## [Records shown]
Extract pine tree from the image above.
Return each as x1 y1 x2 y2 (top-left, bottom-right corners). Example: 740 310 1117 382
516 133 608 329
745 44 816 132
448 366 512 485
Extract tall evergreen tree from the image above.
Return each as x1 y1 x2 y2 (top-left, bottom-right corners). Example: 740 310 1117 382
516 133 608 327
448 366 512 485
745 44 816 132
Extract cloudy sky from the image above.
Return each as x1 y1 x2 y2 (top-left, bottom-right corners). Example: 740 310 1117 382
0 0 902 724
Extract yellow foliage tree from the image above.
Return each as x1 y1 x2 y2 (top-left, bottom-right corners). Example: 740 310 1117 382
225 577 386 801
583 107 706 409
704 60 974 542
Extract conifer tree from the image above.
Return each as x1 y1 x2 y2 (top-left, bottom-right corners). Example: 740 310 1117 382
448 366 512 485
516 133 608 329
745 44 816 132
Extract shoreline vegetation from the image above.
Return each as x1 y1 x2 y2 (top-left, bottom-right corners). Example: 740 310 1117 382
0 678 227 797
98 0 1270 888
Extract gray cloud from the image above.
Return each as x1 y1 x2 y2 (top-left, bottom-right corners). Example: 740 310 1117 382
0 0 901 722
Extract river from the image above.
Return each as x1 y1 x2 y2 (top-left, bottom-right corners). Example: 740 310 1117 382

## [Work to be completed]
Write out every item above word for word, keeping the lines in their original order.

## [Problem solution]
Extract pine tree from the image above.
Return each as x1 y1 x2 y2 (top-left, bottom-right corners). Example: 740 310 1117 382
516 133 608 329
745 44 816 132
448 366 512 485
Extract tall evergreen tree from the image above.
Return each as x1 y1 x2 y2 (top-left, bottom-right corners). Example: 740 310 1117 382
516 133 608 327
448 366 512 485
745 44 816 132
Extract cloudy sky from the image above.
Return each as x1 y1 x2 y2 (top-left, bottom-right corners). Example: 740 310 1117 382
0 0 902 724
Extract yellow foliage tree from the image above.
Return each as x1 y1 x2 y2 (top-left, bottom-right corners). Example: 740 310 1117 382
225 577 386 801
583 107 706 409
704 60 974 542
Extract conifer tree from the image above.
Return each as x1 y1 x2 y2 (top-left, bottom-right corners). Example: 740 310 1117 382
448 366 512 485
516 133 608 329
745 44 816 132
Extract shoreline vegetation from the image above.
Return each as x1 y1 x2 y2 (top-left, bottom-right corners). Example: 740 310 1117 382
0 678 227 797
98 0 1270 888
Extract gray cloud from the image above.
Return each as x1 y1 x2 y2 (top-left, bottom-right corners). Example: 740 310 1117 382
0 0 901 722
Extract river from the image above.
Return each as x1 y1 x2 y2 (top-left, bottom-right corners). Example: 740 310 1117 382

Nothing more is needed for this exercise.